* _EXCERPT TO READ_
Saturday, April 30, 2016

Sean at 11

"What they don't understand about birthdays and what they never tell you is that when you're eleven, you're also ten, and nine, and eight, and seven, and six, and five, and four, and three, and two, and one. And when you wake up on your eleventh birthday you expect to feel eleven, but you don't. You open your eyes and everything's just like yesterday, only it's today. And you don't feel eleven at all. You feel like you're still ten. And you are --underneath the year that makes you eleven."

From one of my favorite short stories, Eleven by Sandra Cisneros

The many Seans within his 11 year old self.

Sean let me know, the day before his birthday, that his great heroic journey was about to begin. 

"Harry was 11 when he went to Hogwarts," he explained, "and Link is 11 when he starts his journey. Eleven is also the Ewok age of coming, when they get their slingshot and put on their hood." Sean is an Ewok expert.

It is also the birthday that I've been thinking about ever since we finished the Harry Potter series. I had to search past Facebook posts to remember exactly when we finished:

[note to self: Facebook is a pain to search. Do not use it as your memory-keeper!]

When we finished the book, Sean asked me if I thought he might get a letter from Hogwarts on his 11th birthday. He confided that he knew we were all muggles but he thought he just might be wizard.

And so was born the idea of surprising him on his 11th birthday with a letter...

It includes an invitation to Hogwarts... at Universal Studios for this fall.

Point placement records:
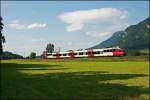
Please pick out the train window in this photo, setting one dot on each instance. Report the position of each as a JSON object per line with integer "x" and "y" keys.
{"x": 110, "y": 50}
{"x": 75, "y": 53}
{"x": 98, "y": 52}
{"x": 54, "y": 54}
{"x": 65, "y": 54}
{"x": 49, "y": 54}
{"x": 105, "y": 50}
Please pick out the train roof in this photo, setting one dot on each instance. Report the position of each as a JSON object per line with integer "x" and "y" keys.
{"x": 85, "y": 50}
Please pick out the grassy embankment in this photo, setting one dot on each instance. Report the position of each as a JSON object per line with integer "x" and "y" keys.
{"x": 86, "y": 79}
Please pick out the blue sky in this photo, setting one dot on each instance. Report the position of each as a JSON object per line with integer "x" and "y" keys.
{"x": 30, "y": 25}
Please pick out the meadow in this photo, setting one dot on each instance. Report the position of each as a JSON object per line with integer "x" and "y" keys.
{"x": 111, "y": 78}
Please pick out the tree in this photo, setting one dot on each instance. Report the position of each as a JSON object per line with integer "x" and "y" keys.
{"x": 50, "y": 48}
{"x": 2, "y": 38}
{"x": 33, "y": 55}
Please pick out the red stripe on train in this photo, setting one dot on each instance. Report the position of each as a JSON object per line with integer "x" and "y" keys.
{"x": 90, "y": 53}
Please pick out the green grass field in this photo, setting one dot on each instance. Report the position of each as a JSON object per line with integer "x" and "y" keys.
{"x": 73, "y": 79}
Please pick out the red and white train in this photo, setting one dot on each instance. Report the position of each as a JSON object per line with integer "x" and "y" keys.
{"x": 115, "y": 51}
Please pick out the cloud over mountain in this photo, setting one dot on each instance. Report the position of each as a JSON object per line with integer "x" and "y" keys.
{"x": 16, "y": 24}
{"x": 77, "y": 20}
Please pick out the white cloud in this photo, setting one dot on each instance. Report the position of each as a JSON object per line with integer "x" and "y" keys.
{"x": 36, "y": 26}
{"x": 98, "y": 34}
{"x": 15, "y": 24}
{"x": 76, "y": 20}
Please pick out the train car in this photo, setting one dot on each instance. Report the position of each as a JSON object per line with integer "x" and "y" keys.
{"x": 115, "y": 51}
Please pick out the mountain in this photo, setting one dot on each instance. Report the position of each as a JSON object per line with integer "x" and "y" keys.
{"x": 10, "y": 55}
{"x": 135, "y": 37}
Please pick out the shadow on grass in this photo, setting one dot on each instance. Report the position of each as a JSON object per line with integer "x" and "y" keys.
{"x": 63, "y": 86}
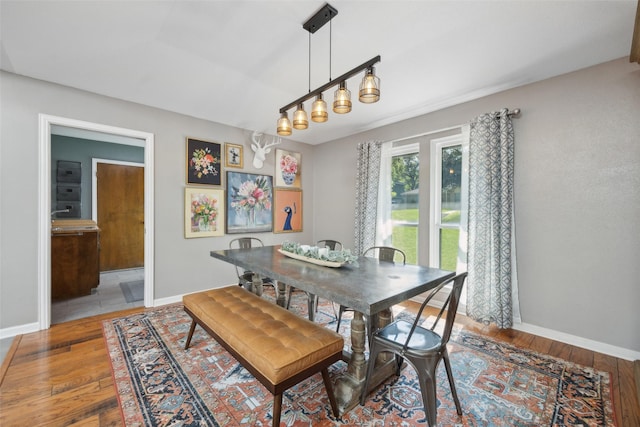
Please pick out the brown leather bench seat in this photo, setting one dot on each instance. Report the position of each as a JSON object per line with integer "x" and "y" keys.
{"x": 278, "y": 347}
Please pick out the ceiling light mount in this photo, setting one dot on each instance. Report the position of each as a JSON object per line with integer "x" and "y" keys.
{"x": 369, "y": 88}
{"x": 325, "y": 14}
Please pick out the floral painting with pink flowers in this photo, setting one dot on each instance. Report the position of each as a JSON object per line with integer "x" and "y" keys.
{"x": 204, "y": 162}
{"x": 249, "y": 203}
{"x": 288, "y": 169}
{"x": 204, "y": 212}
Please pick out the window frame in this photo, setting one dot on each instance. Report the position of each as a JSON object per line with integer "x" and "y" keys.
{"x": 435, "y": 192}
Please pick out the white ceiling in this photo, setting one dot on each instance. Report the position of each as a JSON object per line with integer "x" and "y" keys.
{"x": 237, "y": 62}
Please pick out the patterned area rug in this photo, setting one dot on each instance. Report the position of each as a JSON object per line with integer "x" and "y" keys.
{"x": 160, "y": 384}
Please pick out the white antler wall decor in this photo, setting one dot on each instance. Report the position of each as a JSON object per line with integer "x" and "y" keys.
{"x": 261, "y": 148}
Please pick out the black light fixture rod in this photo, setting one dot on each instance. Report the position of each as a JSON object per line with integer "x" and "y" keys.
{"x": 332, "y": 83}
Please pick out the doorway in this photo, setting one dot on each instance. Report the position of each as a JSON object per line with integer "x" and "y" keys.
{"x": 118, "y": 209}
{"x": 46, "y": 125}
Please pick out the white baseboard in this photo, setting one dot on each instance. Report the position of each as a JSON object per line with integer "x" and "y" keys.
{"x": 619, "y": 352}
{"x": 168, "y": 300}
{"x": 19, "y": 330}
{"x": 600, "y": 347}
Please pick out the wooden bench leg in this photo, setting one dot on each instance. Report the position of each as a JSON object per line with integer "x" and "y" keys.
{"x": 277, "y": 409}
{"x": 329, "y": 387}
{"x": 191, "y": 330}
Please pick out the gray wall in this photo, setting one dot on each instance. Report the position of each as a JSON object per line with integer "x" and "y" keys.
{"x": 67, "y": 148}
{"x": 577, "y": 197}
{"x": 181, "y": 265}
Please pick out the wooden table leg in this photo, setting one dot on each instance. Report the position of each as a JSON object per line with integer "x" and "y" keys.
{"x": 281, "y": 294}
{"x": 349, "y": 386}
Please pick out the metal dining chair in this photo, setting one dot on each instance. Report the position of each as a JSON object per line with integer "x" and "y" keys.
{"x": 422, "y": 347}
{"x": 246, "y": 277}
{"x": 384, "y": 254}
{"x": 332, "y": 245}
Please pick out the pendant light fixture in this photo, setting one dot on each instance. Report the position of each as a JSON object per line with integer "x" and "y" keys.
{"x": 319, "y": 112}
{"x": 369, "y": 87}
{"x": 284, "y": 125}
{"x": 369, "y": 91}
{"x": 342, "y": 99}
{"x": 300, "y": 120}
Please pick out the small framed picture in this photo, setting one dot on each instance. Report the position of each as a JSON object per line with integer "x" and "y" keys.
{"x": 204, "y": 162}
{"x": 203, "y": 212}
{"x": 288, "y": 167}
{"x": 249, "y": 203}
{"x": 233, "y": 155}
{"x": 287, "y": 211}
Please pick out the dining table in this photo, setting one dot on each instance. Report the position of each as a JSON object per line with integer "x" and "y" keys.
{"x": 368, "y": 286}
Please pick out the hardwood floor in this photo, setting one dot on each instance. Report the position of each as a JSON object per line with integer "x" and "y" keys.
{"x": 62, "y": 376}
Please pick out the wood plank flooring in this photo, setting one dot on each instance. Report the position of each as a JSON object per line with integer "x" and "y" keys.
{"x": 62, "y": 376}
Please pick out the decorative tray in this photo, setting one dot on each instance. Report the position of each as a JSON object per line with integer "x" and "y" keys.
{"x": 316, "y": 261}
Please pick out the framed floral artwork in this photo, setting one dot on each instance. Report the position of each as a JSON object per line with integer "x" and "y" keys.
{"x": 203, "y": 212}
{"x": 287, "y": 215}
{"x": 233, "y": 155}
{"x": 249, "y": 203}
{"x": 288, "y": 169}
{"x": 204, "y": 162}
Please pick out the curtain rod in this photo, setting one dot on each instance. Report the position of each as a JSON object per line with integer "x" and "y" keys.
{"x": 512, "y": 113}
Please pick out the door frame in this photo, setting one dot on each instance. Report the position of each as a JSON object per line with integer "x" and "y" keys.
{"x": 45, "y": 123}
{"x": 94, "y": 181}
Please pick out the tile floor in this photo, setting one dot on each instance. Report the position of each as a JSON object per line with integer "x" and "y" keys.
{"x": 106, "y": 298}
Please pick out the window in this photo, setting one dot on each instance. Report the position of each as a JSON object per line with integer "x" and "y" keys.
{"x": 429, "y": 236}
{"x": 445, "y": 204}
{"x": 400, "y": 177}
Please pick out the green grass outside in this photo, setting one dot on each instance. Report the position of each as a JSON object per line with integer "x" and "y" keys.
{"x": 405, "y": 238}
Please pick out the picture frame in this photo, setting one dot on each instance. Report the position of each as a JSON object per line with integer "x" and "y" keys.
{"x": 287, "y": 211}
{"x": 288, "y": 169}
{"x": 204, "y": 212}
{"x": 249, "y": 203}
{"x": 204, "y": 162}
{"x": 233, "y": 155}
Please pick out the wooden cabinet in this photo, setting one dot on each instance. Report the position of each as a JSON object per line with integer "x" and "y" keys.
{"x": 75, "y": 258}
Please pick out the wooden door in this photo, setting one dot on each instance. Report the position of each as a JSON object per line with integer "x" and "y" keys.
{"x": 120, "y": 199}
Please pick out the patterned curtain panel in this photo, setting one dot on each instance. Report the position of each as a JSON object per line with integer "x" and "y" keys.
{"x": 491, "y": 247}
{"x": 368, "y": 170}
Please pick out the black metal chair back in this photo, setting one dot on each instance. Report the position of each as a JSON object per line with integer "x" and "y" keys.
{"x": 421, "y": 346}
{"x": 246, "y": 277}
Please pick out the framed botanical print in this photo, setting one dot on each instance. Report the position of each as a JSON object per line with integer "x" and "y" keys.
{"x": 288, "y": 168}
{"x": 287, "y": 216}
{"x": 249, "y": 203}
{"x": 204, "y": 162}
{"x": 233, "y": 155}
{"x": 203, "y": 212}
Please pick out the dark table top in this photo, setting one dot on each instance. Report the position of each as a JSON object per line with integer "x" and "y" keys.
{"x": 368, "y": 287}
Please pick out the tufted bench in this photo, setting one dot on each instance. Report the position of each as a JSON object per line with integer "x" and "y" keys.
{"x": 278, "y": 347}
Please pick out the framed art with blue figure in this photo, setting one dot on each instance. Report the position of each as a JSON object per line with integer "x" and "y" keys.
{"x": 249, "y": 203}
{"x": 287, "y": 211}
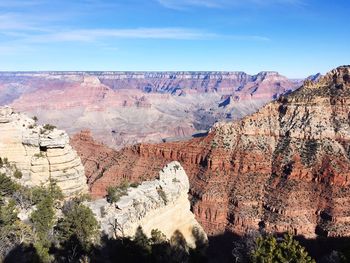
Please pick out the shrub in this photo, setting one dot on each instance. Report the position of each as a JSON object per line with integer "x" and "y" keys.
{"x": 269, "y": 249}
{"x": 17, "y": 174}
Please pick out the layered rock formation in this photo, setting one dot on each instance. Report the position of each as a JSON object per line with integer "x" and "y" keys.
{"x": 284, "y": 168}
{"x": 123, "y": 108}
{"x": 159, "y": 204}
{"x": 41, "y": 153}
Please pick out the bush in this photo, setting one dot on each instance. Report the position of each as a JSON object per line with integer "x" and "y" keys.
{"x": 17, "y": 174}
{"x": 269, "y": 249}
{"x": 7, "y": 186}
{"x": 78, "y": 222}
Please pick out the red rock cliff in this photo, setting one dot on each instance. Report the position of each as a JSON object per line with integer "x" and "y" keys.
{"x": 284, "y": 168}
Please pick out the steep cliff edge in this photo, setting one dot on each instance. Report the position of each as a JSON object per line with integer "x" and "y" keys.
{"x": 124, "y": 108}
{"x": 284, "y": 168}
{"x": 158, "y": 204}
{"x": 41, "y": 153}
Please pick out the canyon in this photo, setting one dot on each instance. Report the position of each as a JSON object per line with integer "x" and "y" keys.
{"x": 284, "y": 168}
{"x": 124, "y": 108}
{"x": 33, "y": 156}
{"x": 40, "y": 153}
{"x": 160, "y": 204}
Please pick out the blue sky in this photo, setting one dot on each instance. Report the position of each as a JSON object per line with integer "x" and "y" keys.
{"x": 294, "y": 37}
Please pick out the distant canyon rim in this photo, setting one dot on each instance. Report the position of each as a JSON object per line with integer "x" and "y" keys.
{"x": 124, "y": 108}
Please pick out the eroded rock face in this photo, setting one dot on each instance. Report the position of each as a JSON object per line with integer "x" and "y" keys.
{"x": 40, "y": 153}
{"x": 124, "y": 108}
{"x": 284, "y": 168}
{"x": 158, "y": 204}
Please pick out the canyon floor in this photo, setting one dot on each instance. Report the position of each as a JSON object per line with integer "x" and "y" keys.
{"x": 124, "y": 108}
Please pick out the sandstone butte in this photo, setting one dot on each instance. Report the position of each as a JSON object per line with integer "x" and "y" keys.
{"x": 124, "y": 108}
{"x": 41, "y": 153}
{"x": 283, "y": 168}
{"x": 44, "y": 154}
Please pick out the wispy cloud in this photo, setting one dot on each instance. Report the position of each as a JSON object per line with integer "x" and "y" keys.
{"x": 90, "y": 35}
{"x": 184, "y": 4}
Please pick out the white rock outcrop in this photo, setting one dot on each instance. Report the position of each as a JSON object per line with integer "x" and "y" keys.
{"x": 159, "y": 204}
{"x": 40, "y": 153}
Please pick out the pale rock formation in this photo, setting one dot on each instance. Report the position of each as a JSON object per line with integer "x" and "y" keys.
{"x": 159, "y": 204}
{"x": 41, "y": 154}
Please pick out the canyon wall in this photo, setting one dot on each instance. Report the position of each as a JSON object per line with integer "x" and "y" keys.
{"x": 284, "y": 168}
{"x": 124, "y": 108}
{"x": 41, "y": 153}
{"x": 158, "y": 204}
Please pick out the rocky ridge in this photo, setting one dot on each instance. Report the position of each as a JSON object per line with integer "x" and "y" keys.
{"x": 284, "y": 168}
{"x": 158, "y": 204}
{"x": 41, "y": 153}
{"x": 123, "y": 108}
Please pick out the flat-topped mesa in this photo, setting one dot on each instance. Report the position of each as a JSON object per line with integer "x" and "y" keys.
{"x": 161, "y": 204}
{"x": 40, "y": 152}
{"x": 285, "y": 167}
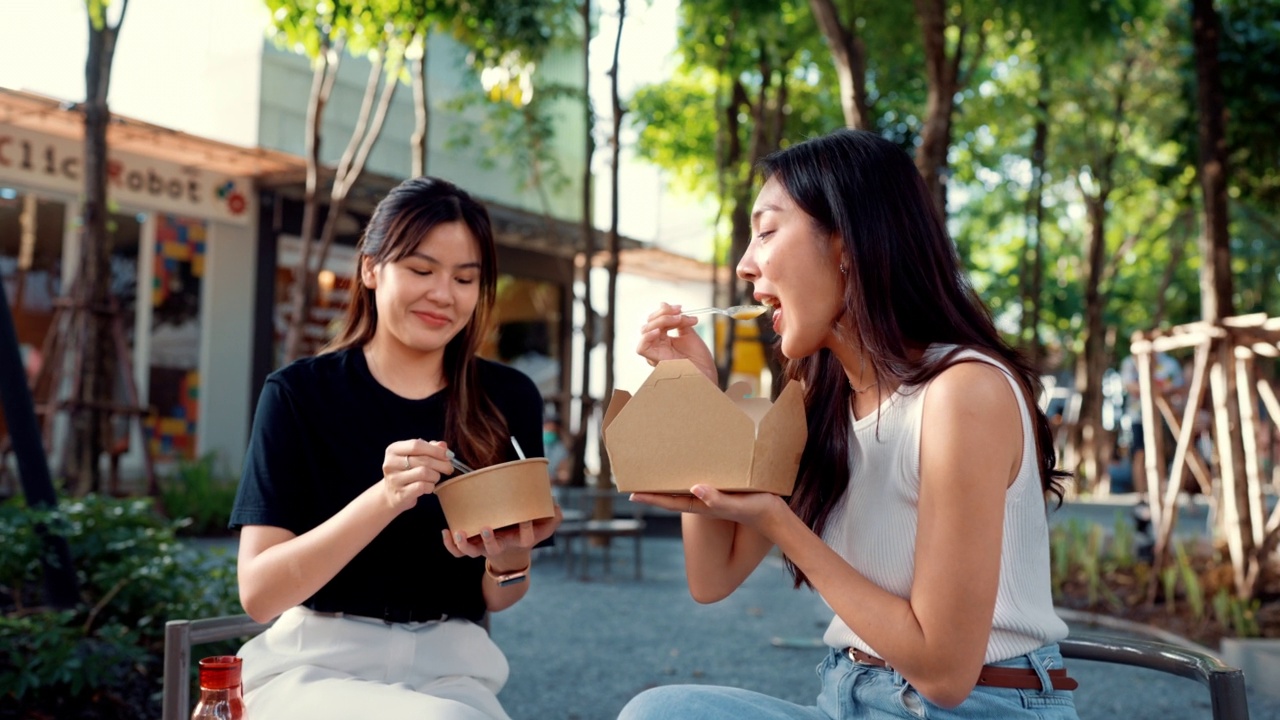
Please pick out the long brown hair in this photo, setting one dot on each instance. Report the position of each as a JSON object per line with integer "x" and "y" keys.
{"x": 474, "y": 427}
{"x": 904, "y": 290}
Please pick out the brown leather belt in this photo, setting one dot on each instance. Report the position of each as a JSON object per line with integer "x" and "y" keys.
{"x": 991, "y": 675}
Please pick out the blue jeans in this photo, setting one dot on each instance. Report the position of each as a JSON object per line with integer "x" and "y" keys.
{"x": 853, "y": 691}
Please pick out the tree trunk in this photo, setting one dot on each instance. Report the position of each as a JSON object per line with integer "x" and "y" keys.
{"x": 849, "y": 54}
{"x": 1216, "y": 292}
{"x": 1033, "y": 296}
{"x": 351, "y": 167}
{"x": 91, "y": 291}
{"x": 420, "y": 141}
{"x": 300, "y": 292}
{"x": 941, "y": 72}
{"x": 585, "y": 404}
{"x": 615, "y": 147}
{"x": 1215, "y": 244}
{"x": 1089, "y": 364}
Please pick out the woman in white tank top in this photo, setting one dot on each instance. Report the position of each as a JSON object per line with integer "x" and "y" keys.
{"x": 919, "y": 509}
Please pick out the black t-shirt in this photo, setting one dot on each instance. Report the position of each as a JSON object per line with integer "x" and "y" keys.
{"x": 320, "y": 433}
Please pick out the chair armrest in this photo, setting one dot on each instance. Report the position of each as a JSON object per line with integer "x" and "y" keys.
{"x": 1225, "y": 683}
{"x": 179, "y": 637}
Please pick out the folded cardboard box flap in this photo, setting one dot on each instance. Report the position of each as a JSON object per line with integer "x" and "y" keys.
{"x": 680, "y": 429}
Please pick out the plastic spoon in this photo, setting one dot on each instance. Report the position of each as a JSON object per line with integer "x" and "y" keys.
{"x": 736, "y": 311}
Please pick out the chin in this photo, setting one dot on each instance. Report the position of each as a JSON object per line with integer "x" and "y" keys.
{"x": 795, "y": 349}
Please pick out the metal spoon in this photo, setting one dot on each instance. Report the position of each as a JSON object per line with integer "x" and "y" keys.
{"x": 457, "y": 464}
{"x": 736, "y": 311}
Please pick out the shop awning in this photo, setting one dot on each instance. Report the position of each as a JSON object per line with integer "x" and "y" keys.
{"x": 60, "y": 118}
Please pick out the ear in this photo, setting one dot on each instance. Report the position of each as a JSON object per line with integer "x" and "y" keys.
{"x": 836, "y": 251}
{"x": 368, "y": 272}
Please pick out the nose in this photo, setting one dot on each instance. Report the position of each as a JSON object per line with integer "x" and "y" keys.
{"x": 746, "y": 267}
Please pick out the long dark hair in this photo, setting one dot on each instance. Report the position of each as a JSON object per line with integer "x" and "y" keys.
{"x": 904, "y": 290}
{"x": 474, "y": 427}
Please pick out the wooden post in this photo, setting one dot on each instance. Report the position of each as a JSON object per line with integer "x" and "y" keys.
{"x": 1152, "y": 437}
{"x": 1244, "y": 372}
{"x": 1185, "y": 449}
{"x": 1235, "y": 492}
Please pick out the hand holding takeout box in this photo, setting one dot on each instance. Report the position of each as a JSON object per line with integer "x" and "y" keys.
{"x": 680, "y": 431}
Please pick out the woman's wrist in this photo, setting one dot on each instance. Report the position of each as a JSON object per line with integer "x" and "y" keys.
{"x": 508, "y": 563}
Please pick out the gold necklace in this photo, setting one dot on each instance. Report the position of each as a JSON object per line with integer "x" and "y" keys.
{"x": 864, "y": 390}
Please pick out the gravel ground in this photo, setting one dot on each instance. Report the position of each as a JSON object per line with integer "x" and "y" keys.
{"x": 580, "y": 648}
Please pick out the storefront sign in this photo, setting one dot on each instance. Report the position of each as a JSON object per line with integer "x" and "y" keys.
{"x": 45, "y": 162}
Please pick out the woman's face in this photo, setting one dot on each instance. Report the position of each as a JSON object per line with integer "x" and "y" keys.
{"x": 794, "y": 269}
{"x": 428, "y": 297}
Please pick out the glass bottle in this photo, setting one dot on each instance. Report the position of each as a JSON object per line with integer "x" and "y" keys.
{"x": 222, "y": 696}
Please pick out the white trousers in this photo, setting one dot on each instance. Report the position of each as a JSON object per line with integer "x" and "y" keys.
{"x": 311, "y": 666}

* _PROBLEMS AND TASKS_
A. In the blog post about Sean's eleventh birthday, what does Sean say Ewoks get when they turn eleven?
B. Do these statements agree with the post about Sean's eleventh birthday? (i) Sean asked whether he might get a letter from Hogwarts on his 11th birthday. (ii) The writer finds Facebook easy to search. (iii) The invitation to Hogwarts is for a visit to Universal Studios this summer.
C. Keep writing the post about Sean's eleventh birthday, picking up after its last sentence.

* _RESULTS OF THE TASKS_
A. They get their slingshot and put on their hood.

B.
(i) Yes: "Sean asked me if I thought he might get a letter from Hogwarts on his 11th birthday."
(ii) No: "Facebook is a pain to search."
(iii) No: "It includes an invitation to Hogwarts... at Universal Studios for this fall."

C.
I wanted to capture Sean at age 11 in this post, but that's an impossible task. He is growing and changing and figuring out who he wants to be. He is a bit adamant about being a nerd, and his two best buddies, Leo and Luke, have joined him in what they call the "nerd herd" at lunch. My understanding is that their game involves a mish-mash of Lord of the Rings and Harry Potter. 

I see no conflict with Sean's embrace of nerd culture and his love of sports, but he does and we have ongoing conversations about stereotypes and not needing to conform to any one box. He still loves soccer and running, and is playing baseball this spring (when the snow allows). He loves cheering for the Blackhawks along with his dad.

Some things remain constant, like Sean's love of reading, writing, drawing and acting. Here's a glimpse at some of his past roles:

(Superman, Buzz Lightyear, the Wise Man, "An Old-fashioned Thanksgiving," Huck Finn, and an elf in "The Hobbit")

Current Favorites at age 11:
  • Color: Green
  • Food: Hamburgers
  • Dessert: Hawaiian Ice
  • Book: Fellowship of the Ring
  • Movie: Star Wars
  • Song: "Concerning Hobbits"
  • Game: Ocarina of Time
  • Sport: Soccer

He still plays violin (above with his two best buds), and has been teaching himself the piano this year. He says he still plans to live in the Irish countryside and be a blacksmith, as well as write and draw comics. 

Just before his birthday, his godfather, Uncle Kevin came to visit. In a magical, serendipitous moment Sean asked my brother, who has never been into videogames really, what his favorite game was as a kid, and he said, "Probably Ocarina of Time." I don't think Kevin knew that Sean is slightly obsessed with Legend of Zelda, was Link for Halloween (even though everyone thought he was Peter Pan) and has taught himself to play the theme of Ocarina of Time on the piano. He was on cloud nine having Uncle Kevin play with him and point out things he never knew. For me, it was a "cup overflows" moment of gratitude.

Kevin also gave him a few too many tips on chess, and taught me, a rudimentary player, how to castle correctly. For his birthday, Sean received a book on how to beat anyone at chess, with key points highlighted by Kevin and annotated with his own advice. The rest of us have been forbidden to read any of it, and I think it may be my favorite gift any of our boys have ever received.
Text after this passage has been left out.